[Document excerpt — start]

I think the ego is, essentially, the social model of the self. One's sense of identity is attached to it (effectively rendering it also the Cartesian homunculus), which is why ego death feels so scary to people, but (in most cases; I further theorize that people who developed their self-conceptions top-down, being likelier to have formed a self-model at odds with reality, are worse-affected here) the traits which make up the self-model's personality aren't stored in the model; it's merely a lossy description thereof and will rearise with approximately the same traits if disrupted.
I fully expect LLMs to hit a wall (if not now then in the future), but for any specific claims about timing, it's worth remembering that people frequently claim it's happening soon/has already happened, and will be wrong every time but one. Some past examples:
Facebook's then-head of AI, December 2019: https://www.wired.com/story/facebooks-ai-says-field-hit-wall/
Gary Marcus, March 2022: https://nautil.us/deep-learning-is-hitting-a-wall-238440/
Donald Hobson, August 2022: https://www.lesswrong.com/posts/gqqhYijxcKAtuAFjL/a-data-limited-future
Epoch AI, November 2022 (estimating high-quality language data exhausted by 2024; in 2024 they updated their projection to 2028): https://epoch.ai/blog/will-we-run-out-of-ml-data-evidence-from-projecting-dataset
Will Eden, February 2023 (thread): https://x.com/WilliamAEden/status/1630690003830599680
Sam Altman, April 2023: https://www.wired.com/story/openai-ceo-sam-altman-the-age-of-giant-ai-models-is-already-over/
Justis Mills, June 2024: https://www.lesswrong.com/posts/axjb7tN9X2Mx4HzPz/the-data-wall-is-important (he cites Leopold Aschenbrenner for more detail, but Aschenbrenner himself is optimistic so I didn't link directly)

[Document excerpt — finish]

#### What you will do:
**A)** Answer these about the comment on ego and the LLM data wall:
(i) What does the comment say the ego essentially is?
(ii) To what year did Epoch AI update its projection in 2024?
(iii) Whom does Justis Mills cite for more detail?
**B)** Can you reproduce the part of the comment on ego and the LLM data wall between "I think the" and "traits if disrupted.", inclusive?
**C)** Does each statement agree with the comment on ego and the LLM data wall? Answer yes or no, quoting the deciding words.
(i) The claim attributed to Gary Marcus is dated March 2022.
(ii) The traits making up the self-model's personality are stored in the model.
(iii) The author linked directly to Aschenbrenner.
The records that come next have no connection to the comment above.

[Record excerpts — start]

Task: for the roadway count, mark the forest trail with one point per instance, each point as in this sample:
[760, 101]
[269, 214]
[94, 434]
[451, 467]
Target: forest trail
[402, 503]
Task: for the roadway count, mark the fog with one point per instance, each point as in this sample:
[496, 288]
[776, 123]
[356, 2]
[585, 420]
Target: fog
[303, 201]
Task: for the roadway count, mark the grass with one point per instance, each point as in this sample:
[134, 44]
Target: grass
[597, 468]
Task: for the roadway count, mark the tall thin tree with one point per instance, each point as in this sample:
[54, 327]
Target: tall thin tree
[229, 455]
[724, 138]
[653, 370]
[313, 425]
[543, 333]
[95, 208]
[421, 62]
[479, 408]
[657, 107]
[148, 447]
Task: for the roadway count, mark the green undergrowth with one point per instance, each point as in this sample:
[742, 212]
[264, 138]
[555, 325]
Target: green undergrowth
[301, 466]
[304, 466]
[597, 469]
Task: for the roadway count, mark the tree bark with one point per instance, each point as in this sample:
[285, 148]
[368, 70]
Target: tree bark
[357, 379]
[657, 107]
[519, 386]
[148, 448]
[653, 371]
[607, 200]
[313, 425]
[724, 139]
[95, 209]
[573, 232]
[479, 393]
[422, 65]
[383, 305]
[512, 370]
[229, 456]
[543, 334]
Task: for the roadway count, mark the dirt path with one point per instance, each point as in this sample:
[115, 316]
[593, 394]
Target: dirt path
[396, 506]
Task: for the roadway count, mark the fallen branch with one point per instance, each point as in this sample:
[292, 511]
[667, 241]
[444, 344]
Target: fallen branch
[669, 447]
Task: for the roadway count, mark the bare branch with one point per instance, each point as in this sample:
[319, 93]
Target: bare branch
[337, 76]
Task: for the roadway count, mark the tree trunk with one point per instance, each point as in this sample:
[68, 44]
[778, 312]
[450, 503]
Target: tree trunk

[Record excerpts — finish]
[Record excerpts — start]

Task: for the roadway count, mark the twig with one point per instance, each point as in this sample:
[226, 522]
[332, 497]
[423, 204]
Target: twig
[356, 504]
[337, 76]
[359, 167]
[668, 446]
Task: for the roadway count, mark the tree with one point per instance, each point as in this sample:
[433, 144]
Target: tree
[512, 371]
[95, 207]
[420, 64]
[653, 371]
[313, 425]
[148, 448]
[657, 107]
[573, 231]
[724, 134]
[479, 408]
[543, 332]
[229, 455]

[Record excerpts — finish]

#### Answers by task:
**A)**
(i) The social model of the self.
(ii) 2028.
(iii) Leopold Aschenbrenner.

**B)**
I think the ego is, essentially, the social model of the self. One's sense of identity is attached to it (effectively rendering it also the Cartesian homunculus), which is why ego death feels so scary to people, but (in most cases; I further theorize that people who developed their self-conceptions top-down, being likelier to have formed a self-model at odds with reality, are worse-affected here) the traits which make up the self-model's personality aren't stored in the model; it's merely a lossy description thereof and will rearise with approximately the same traits if disrupted.

**C)**
(i) Yes: "Gary Marcus, March 2022"
(ii) No: "the traits which make up the self-model's personality aren't stored in the model"
(iii) No: "Aschenbrenner himself is optimistic so I didn't link directly"